(Written exercise) Write out each line that follows exactly as it stands, without the pictures.
═════ Task inputs
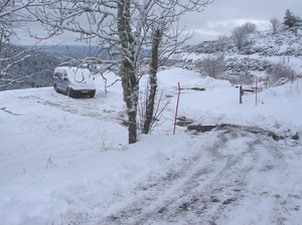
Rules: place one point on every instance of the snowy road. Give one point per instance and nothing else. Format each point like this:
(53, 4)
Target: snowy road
(67, 161)
(222, 183)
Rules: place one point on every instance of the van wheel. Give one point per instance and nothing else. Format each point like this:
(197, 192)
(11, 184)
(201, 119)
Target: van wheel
(92, 94)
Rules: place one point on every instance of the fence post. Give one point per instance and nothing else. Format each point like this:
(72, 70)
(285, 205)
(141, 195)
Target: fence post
(240, 94)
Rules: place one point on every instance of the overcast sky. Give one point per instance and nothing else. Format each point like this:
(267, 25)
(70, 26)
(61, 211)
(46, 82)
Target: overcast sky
(222, 16)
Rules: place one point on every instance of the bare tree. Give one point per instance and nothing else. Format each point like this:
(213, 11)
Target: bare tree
(221, 42)
(126, 28)
(12, 17)
(239, 34)
(274, 24)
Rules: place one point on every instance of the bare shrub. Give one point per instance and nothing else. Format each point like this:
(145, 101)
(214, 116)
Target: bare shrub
(213, 66)
(279, 74)
(275, 24)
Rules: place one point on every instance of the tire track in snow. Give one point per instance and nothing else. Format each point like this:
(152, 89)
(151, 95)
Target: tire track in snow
(198, 191)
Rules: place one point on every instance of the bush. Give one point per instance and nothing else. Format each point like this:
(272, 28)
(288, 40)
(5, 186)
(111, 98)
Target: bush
(279, 74)
(213, 66)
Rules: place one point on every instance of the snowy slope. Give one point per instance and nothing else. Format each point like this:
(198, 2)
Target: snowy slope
(67, 161)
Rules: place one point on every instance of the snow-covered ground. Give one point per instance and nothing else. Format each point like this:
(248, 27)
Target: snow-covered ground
(67, 161)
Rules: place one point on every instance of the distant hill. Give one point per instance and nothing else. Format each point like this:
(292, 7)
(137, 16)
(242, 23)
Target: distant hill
(265, 55)
(34, 71)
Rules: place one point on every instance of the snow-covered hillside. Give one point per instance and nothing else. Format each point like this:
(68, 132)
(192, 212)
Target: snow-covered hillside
(262, 53)
(67, 161)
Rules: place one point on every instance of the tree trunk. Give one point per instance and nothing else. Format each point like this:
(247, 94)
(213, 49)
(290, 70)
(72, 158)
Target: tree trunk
(129, 80)
(157, 36)
(130, 91)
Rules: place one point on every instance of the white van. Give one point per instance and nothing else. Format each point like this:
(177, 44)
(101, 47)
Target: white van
(74, 81)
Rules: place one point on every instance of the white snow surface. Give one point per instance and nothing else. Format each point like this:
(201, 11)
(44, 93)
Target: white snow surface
(67, 161)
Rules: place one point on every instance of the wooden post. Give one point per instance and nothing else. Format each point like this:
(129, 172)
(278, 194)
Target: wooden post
══════════
(Task solution)
Rules: place one point on every instance of the snowy road. Give one point per instance and nothing else. Format each point like this:
(53, 4)
Target: snowy road
(67, 161)
(222, 183)
Rules: place one point on every instance of the van wheel. Give one point per instance and nothing else. Format each point like this:
(197, 192)
(11, 184)
(201, 119)
Target: van wheel
(92, 94)
Rules: place one point on every instance of the fence post. Give one point per instance and nothing else. Format each point like this:
(72, 70)
(285, 205)
(141, 195)
Target: fence post
(240, 94)
Rules: place one point on every instance of the overcast sky. Give one point per instance and nothing else. Format each point like this:
(267, 25)
(70, 26)
(61, 211)
(46, 82)
Target: overcast sky
(222, 16)
Rules: place one point on every instance of the bare tree. Give one point per instance and nothing else. Format each point like this:
(213, 11)
Target: bare tree
(221, 42)
(126, 28)
(12, 17)
(239, 34)
(274, 24)
Rules: place one point on every instance of the bare shrub. Give one point per instance and nothing else. Format each point like this:
(145, 101)
(214, 116)
Target: bare shrub
(213, 66)
(279, 74)
(275, 24)
Rules: place one point on every instance of the tire track in snow. Give one point per instance and nothing else. Format each point like this:
(152, 89)
(151, 95)
Target: tire track in snow
(198, 191)
Rules: place one point on every instance of the bush. Give one point per instance and nothing else. Format each point like this:
(272, 28)
(288, 40)
(5, 186)
(111, 98)
Target: bush
(279, 74)
(213, 66)
Rules: place one point on every instance of the snowy slope. Give one point per instance and nothing else. Format each point like this:
(198, 2)
Target: snowy slope
(67, 161)
Rules: place one point on every instance of the snow-covered ground. Give one point per instance and nothing else. Format each point like this:
(248, 27)
Target: snow-covered ground
(67, 161)
Rules: place one point on every instance of the distant hill. Give one point per instance and nothing else. Format each point like this:
(292, 7)
(137, 16)
(242, 23)
Target: distant hill
(265, 55)
(34, 71)
Rules: place one point on every instance of the snow-covered hillside. Give one point per instance and nothing else. Format each point like this:
(68, 132)
(192, 212)
Target: snow-covered hillside
(262, 53)
(67, 161)
Rules: place one point on every instance of the tree trunk. Give one point per instance and nothing else. Format each point like this:
(247, 94)
(213, 49)
(290, 70)
(72, 158)
Target: tree trunk
(129, 80)
(157, 36)
(130, 91)
Rules: place one point on every instance of the white van. Give one point per instance and nothing else. Format each point like this:
(177, 44)
(101, 47)
Target: white van
(74, 81)
Rules: place one point on every instance of the white snow surface. Give one point per instance and nothing else. Format each point like this:
(201, 11)
(44, 93)
Target: white snow surface
(67, 161)
Rules: place one point on every instance of the wooden post. Give one point per instance and nothing else. Format each point like this:
(129, 172)
(278, 194)
Target: wooden post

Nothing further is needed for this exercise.